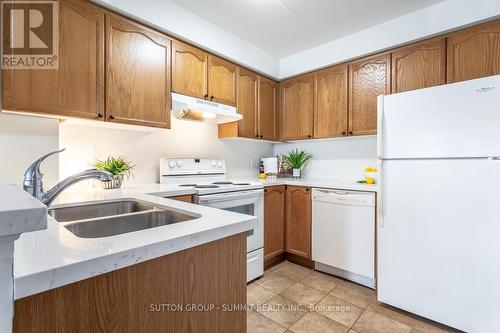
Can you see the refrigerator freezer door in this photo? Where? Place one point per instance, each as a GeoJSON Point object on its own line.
{"type": "Point", "coordinates": [439, 241]}
{"type": "Point", "coordinates": [455, 120]}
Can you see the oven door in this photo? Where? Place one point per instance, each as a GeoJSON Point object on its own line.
{"type": "Point", "coordinates": [244, 202]}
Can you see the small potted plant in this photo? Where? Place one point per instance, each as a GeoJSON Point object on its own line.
{"type": "Point", "coordinates": [296, 160]}
{"type": "Point", "coordinates": [118, 167]}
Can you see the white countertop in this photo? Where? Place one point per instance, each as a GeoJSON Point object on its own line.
{"type": "Point", "coordinates": [321, 183]}
{"type": "Point", "coordinates": [19, 211]}
{"type": "Point", "coordinates": [55, 257]}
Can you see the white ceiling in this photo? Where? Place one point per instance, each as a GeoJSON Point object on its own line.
{"type": "Point", "coordinates": [285, 27]}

────

- _Work request_
Set the entries down again exactly. Do not include the images.

- _Answer for this exercise_
Can you see the refrigerator freezer door in this photo? Where? Place one point per instance, each as a GeoJSON Point object on its own line.
{"type": "Point", "coordinates": [439, 241]}
{"type": "Point", "coordinates": [455, 120]}
Can you see the oven door in this photo? Where? Place one point per instance, each as a GeoJSON Point object on its own line.
{"type": "Point", "coordinates": [244, 202]}
Can you see the small potted plant in this photo? Where? Place one point per instance, each as a GeoJSON Point object on its own line.
{"type": "Point", "coordinates": [296, 160]}
{"type": "Point", "coordinates": [118, 167]}
Can you see the white countertop in this photo? Where? Place one point per instance, each as a GeoJSON Point object on its own line.
{"type": "Point", "coordinates": [321, 183]}
{"type": "Point", "coordinates": [19, 211]}
{"type": "Point", "coordinates": [55, 257]}
Can you see the white ceiling in this photo? Where? Place one point per instance, each as a GeoJSON Point object on its own line.
{"type": "Point", "coordinates": [285, 27]}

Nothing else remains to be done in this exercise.